Present each line of the listing below as a Markdown table with two columns headed "No." and "Line". Number the rows in order and omit any blank lines.

# Start of Record extracts

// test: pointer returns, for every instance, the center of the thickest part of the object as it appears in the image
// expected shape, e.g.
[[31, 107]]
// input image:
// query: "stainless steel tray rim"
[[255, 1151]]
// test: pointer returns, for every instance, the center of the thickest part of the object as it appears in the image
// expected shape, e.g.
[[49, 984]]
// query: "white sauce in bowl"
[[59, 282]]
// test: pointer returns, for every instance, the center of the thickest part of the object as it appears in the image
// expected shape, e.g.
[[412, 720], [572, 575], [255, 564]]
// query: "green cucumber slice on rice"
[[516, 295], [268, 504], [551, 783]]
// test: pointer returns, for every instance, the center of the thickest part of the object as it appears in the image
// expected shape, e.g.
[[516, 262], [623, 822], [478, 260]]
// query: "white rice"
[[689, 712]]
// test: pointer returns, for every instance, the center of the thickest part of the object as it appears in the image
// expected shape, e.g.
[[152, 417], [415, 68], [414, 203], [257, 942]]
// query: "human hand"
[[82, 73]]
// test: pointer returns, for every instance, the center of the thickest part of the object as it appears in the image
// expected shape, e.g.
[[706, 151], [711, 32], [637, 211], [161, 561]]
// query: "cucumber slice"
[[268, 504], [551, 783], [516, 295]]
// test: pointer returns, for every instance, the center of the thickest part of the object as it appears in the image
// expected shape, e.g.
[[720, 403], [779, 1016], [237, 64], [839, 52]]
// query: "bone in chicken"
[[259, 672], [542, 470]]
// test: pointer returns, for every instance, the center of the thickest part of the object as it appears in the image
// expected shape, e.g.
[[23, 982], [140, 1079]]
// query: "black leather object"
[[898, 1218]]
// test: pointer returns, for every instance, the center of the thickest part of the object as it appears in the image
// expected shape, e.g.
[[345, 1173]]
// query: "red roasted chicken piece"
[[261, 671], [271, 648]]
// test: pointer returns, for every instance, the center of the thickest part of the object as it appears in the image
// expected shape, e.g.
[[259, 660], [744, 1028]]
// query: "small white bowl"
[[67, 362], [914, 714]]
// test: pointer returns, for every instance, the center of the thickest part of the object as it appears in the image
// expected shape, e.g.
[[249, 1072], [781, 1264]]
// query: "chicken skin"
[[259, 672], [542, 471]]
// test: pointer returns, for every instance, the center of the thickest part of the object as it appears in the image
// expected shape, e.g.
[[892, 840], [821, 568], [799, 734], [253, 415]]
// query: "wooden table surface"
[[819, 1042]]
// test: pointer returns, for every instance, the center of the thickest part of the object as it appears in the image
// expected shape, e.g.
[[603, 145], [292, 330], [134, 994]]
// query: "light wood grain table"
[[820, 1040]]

# End of Record extracts

__Written answer__.
| No. | Line |
|---|---|
| 1 | // test: pointer returns, for every instance, the center of the thickest part of the object as it appears in the image |
| 2 | // expected shape, e.g. |
| 3 | [[31, 107]] |
| 4 | // input image: |
| 5 | // query: "stainless steel tray rim" |
| 6 | [[255, 1151]] |
| 7 | // test: pointer returns, for every instance, the center of the thickest part of the object as it appears in the image |
| 8 | // expected shape, e.g. |
| 9 | [[49, 984]] |
| 10 | // query: "white sauce in bowl" |
| 11 | [[59, 282]] |
| 12 | // test: pointer returns, for every instance, the center of the thickest part of the object as it appears in the image |
| 13 | // expected shape, e.g. |
| 14 | [[412, 720], [572, 575], [255, 564]] |
| 15 | // query: "green cucumber slice on rice" |
| 16 | [[516, 295], [268, 504], [551, 783]] |
| 17 | // test: pointer returns, for every instance, the center of the thickest part of the object as it appears in the image |
| 18 | // expected shape, e.g. |
| 19 | [[516, 262], [623, 822], [478, 260]] |
| 20 | // query: "white rice" |
| 21 | [[689, 712]] |
| 22 | // test: pointer returns, for every instance, the center of the thickest part of the object as it appears in the image |
| 23 | // expected shape, e.g. |
| 24 | [[152, 417], [415, 68], [414, 203], [257, 942]] |
| 25 | // query: "human hand" |
| 26 | [[82, 73]] |
| 27 | // test: pointer returns, for every instance, the center of the thickest part of the object as it appears in the image |
| 28 | // expected shape, e.g. |
| 29 | [[706, 151], [711, 32], [637, 211], [161, 561]] |
| 30 | // query: "cucumber slice" |
| 31 | [[268, 504], [551, 783], [516, 295]] |
| 32 | // test: pointer returns, for every instance, the center of the thickest part of the object as it appears in the image |
| 33 | // expected shape, e.g. |
| 34 | [[720, 403], [779, 1016], [237, 64], [839, 52]] |
| 35 | // query: "bone in chicken" |
| 36 | [[259, 672], [542, 470]] |
| 37 | // test: pointer returns, for every instance, the center of the thickest part of the object as it appears in the image |
| 38 | // expected shape, e.g. |
| 39 | [[23, 982], [140, 1079]] |
| 40 | // query: "black leather object" |
| 41 | [[898, 1218]] |
| 42 | // test: pointer returns, for every instance, the center of the thickest part of the object as it appears in the image |
| 43 | // expected shape, e.g. |
| 44 | [[345, 1173]] |
| 45 | // query: "red roasted chicken piece" |
| 46 | [[261, 671], [271, 648]] |
| 47 | // test: pointer returns, for every instance, the center of the thickest part of the object as it appears in the image |
| 48 | // expected shape, e.g. |
| 49 | [[259, 660], [744, 1028]] |
| 50 | // query: "small white bowl" |
| 51 | [[67, 362], [914, 714]] |
| 52 | // test: pointer returns, for every instance, the center of the thickest part of the object as it appears in the image |
| 53 | // expected shape, e.g. |
| 54 | [[249, 1072], [781, 1264]] |
| 55 | // query: "chicken skin" |
| 56 | [[259, 672], [542, 471]] |
| 57 | // test: pointer returns, for every instance, the center of the thickest part of the object as it appears in the image |
| 58 | // expected shape, e.g. |
| 59 | [[892, 840], [821, 568], [799, 734], [253, 415]] |
| 60 | // query: "wooden table surface" |
| 61 | [[819, 1042]] |
| 62 | // test: pointer returns, for every instance, the center of the thickest part of the object as it appears in the image |
| 63 | // expected shape, e.g. |
| 64 | [[603, 145], [292, 330], [134, 994]] |
| 65 | // query: "light wood grain table" |
| 66 | [[820, 1040]] |